- _EXTRACT TO READ_

====================

Therefore, it really was the a-bomb that forced the Japanese surrender in August 1945, rather than forcing the US and our allies and the Japanese people to endure another year plus of the bloodiest warfare in world history.

Paul Johnson
Reply to  Spetzer86
June 28, 2021 4:22 pm

If you care about maintaining an adequate power grid for the next decade, it’s a non-credible plan. If you only care about the next election, it’s a great strategy.

June 27, 2021 6:28 am
John Bell
Reply to  John Shewchuk
June 27, 2021 6:34 am

One wonders if they have refrigerators?

Reply to  John Bell
June 27, 2021 6:44 am

Unfortunately, the “little” people have nothing to refrigerate – only the very few ruling elite have that luxury. Life there is VERY dire — which is what will happen under zero-carbon.

IAMPCBOB
Reply to  John Shewchuk
June 27, 2021 2:03 pm

Yep, if they don’t have FOOD then they don’t NEED refrigeration, right?

MarkW
Reply to  IAMPCBOB
June 27, 2021 2:58 pm

You need someplace to stick the dead.

garboard
June 27, 2021 6:32 am

my anecdotal experience from living entirely on solar / wind electricity is that my cost for storage is four times the cost of generation .( and I would like more lithium storage ). I suspect the price for adequate grid storage could well be 10x the price of generation , if possible at all

n.n
Reply to  garboard
June 27, 2021 7:58 am

You can purchase socially responsible, carbon offset storage in the Cloud.

Randy Stubbings
Reply to  garboard
June 27, 2021 8:07 am

Relative to the rest of Canada, Alberta has excellent wind and solar resources. Nevertheless, at today’s prices, sufficient battery backup for wind and solar would cost two TRILLION Canadian dollars (about US$1.5 TRILLION). And that’s before replacing the 90% of the energy in the province that is not provided by electricity. And that’s for about 4.3 million people. Impossible squared.

True Cost of Wind Solar Alberta | Friends of Science Calgary

griff
June 27, 2021 6:36 am

NY power supply does not have to come entirely from NY.

TonyL
Reply to  griff
June 27, 2021 7:44 am

1) Shut down in state production and import instead, for the sake of green virtue signalling.
2) In doing so, hurt your grid reliability.
3) Make your grid dependent on other states. (Side note: Because of RGGI, all your neighbor states are attempting to export their generation as well. Some even want you to do their generation for them.)
4) Incur larger line losses due to the longer transmission distances. (Note: this means more fossil fuels burned, not less).
5) Increase costs all around, without decreasing fossil fuel usage.

Perfect, we have a winner!

Kevin kilty
Reply to  griff
June 27, 2021 7:49 am

But it still has to come, at times, from a dispatchable source.

====================

- _DATASET_
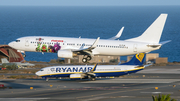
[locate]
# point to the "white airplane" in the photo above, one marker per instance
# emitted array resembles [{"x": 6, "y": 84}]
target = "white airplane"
[
  {"x": 19, "y": 64},
  {"x": 91, "y": 72},
  {"x": 70, "y": 47}
]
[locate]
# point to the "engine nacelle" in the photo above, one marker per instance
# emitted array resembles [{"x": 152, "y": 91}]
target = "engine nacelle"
[
  {"x": 77, "y": 76},
  {"x": 65, "y": 54}
]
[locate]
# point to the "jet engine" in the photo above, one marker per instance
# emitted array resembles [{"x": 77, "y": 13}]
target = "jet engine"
[{"x": 65, "y": 54}]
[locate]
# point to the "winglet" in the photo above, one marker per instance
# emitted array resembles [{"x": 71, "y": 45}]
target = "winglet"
[
  {"x": 164, "y": 42},
  {"x": 94, "y": 68},
  {"x": 95, "y": 43},
  {"x": 118, "y": 35}
]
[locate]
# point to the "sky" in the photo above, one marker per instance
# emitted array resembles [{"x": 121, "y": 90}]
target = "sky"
[{"x": 87, "y": 2}]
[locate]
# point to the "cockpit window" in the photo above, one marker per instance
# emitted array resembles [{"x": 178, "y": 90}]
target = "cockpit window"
[{"x": 17, "y": 40}]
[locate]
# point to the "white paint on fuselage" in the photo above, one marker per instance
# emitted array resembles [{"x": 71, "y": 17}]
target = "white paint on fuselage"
[
  {"x": 82, "y": 69},
  {"x": 104, "y": 47}
]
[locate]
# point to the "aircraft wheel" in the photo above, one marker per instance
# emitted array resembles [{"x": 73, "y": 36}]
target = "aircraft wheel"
[
  {"x": 84, "y": 60},
  {"x": 88, "y": 58},
  {"x": 93, "y": 79},
  {"x": 47, "y": 79}
]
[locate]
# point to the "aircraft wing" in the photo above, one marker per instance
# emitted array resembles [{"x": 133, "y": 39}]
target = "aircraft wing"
[
  {"x": 92, "y": 71},
  {"x": 118, "y": 35},
  {"x": 89, "y": 49}
]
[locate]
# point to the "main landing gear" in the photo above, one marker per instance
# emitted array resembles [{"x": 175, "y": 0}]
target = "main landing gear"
[{"x": 86, "y": 58}]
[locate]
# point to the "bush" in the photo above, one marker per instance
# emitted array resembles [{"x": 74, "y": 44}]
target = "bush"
[{"x": 163, "y": 98}]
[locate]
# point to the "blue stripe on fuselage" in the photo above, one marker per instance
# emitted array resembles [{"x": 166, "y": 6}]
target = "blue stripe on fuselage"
[{"x": 103, "y": 74}]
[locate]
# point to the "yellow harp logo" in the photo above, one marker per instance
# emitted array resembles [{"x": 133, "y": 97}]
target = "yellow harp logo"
[{"x": 140, "y": 56}]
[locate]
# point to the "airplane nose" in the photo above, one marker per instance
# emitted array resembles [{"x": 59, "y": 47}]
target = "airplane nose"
[
  {"x": 36, "y": 73},
  {"x": 11, "y": 44}
]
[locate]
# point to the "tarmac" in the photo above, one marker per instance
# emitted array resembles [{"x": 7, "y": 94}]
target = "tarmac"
[{"x": 140, "y": 86}]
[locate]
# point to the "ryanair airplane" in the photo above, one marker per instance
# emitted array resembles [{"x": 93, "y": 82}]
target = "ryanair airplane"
[
  {"x": 66, "y": 47},
  {"x": 91, "y": 72}
]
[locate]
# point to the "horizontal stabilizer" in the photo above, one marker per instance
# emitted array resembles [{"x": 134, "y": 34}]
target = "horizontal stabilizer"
[
  {"x": 153, "y": 33},
  {"x": 137, "y": 59},
  {"x": 118, "y": 35},
  {"x": 89, "y": 48},
  {"x": 164, "y": 42}
]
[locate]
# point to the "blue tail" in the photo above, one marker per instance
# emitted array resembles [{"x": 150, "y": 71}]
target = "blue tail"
[{"x": 137, "y": 59}]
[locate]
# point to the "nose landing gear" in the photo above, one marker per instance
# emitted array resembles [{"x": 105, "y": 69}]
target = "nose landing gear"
[{"x": 86, "y": 58}]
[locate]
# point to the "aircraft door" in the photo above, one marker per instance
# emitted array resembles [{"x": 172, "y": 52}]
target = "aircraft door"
[
  {"x": 27, "y": 42},
  {"x": 48, "y": 71},
  {"x": 135, "y": 48}
]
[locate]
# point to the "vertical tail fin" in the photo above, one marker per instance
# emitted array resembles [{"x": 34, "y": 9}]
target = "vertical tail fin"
[
  {"x": 4, "y": 60},
  {"x": 153, "y": 33},
  {"x": 137, "y": 59}
]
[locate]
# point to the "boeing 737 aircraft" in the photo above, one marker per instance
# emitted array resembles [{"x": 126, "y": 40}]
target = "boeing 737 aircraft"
[
  {"x": 91, "y": 72},
  {"x": 70, "y": 47}
]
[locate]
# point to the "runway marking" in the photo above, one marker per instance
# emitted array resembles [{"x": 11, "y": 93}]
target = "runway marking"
[
  {"x": 158, "y": 92},
  {"x": 135, "y": 81},
  {"x": 119, "y": 92}
]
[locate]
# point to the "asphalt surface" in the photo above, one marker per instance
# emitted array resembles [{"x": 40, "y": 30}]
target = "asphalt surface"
[{"x": 134, "y": 87}]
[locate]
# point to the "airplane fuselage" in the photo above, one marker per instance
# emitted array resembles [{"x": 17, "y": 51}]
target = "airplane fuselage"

====================

- _SHORT EXERCISE 1_
From the comment thread, print the passage that begins with the words containing "1) Shut down" and ends with "generation for them.)".
- _SHORT EXERCISE 2_
In the comment thread, list every numbered point in the comment replying to griff that ends with "Perfect, we have a winner!"
- _SHORT EXERCISE 3_
In the comment thread, what does Randy Stubbings say sufficient battery backup for wind and solar in Alberta would cost at today's prices?

- _FINAL RESULT 1_
1) Shut down in state production and import instead, for the sake of green virtue signalling.
2) In doing so, hurt your grid reliability.
3) Make your grid dependent on other states. (Side note: Because of RGGI, all your neighbor states are attempting to export their generation as well. Some even want you to do their generation for them.)

- _FINAL RESULT 2_
1) Shut down in state production and import instead, for the sake of green virtue signalling.
2) In doing so, hurt your grid reliability.
3) Make your grid dependent on other states. (Side note: Because of RGGI, all your neighbor states are attempting to export their generation as well. Some even want you to do their generation for them.)
4) Incur larger line losses due to the longer transmission distances. (Note: this means more fossil fuels burned, not less).
5) Increase costs all around, without decreasing fossil fuel usage.

- _FINAL RESULT 3_
Two trillion Canadian dollars, about US$1.5 trillion.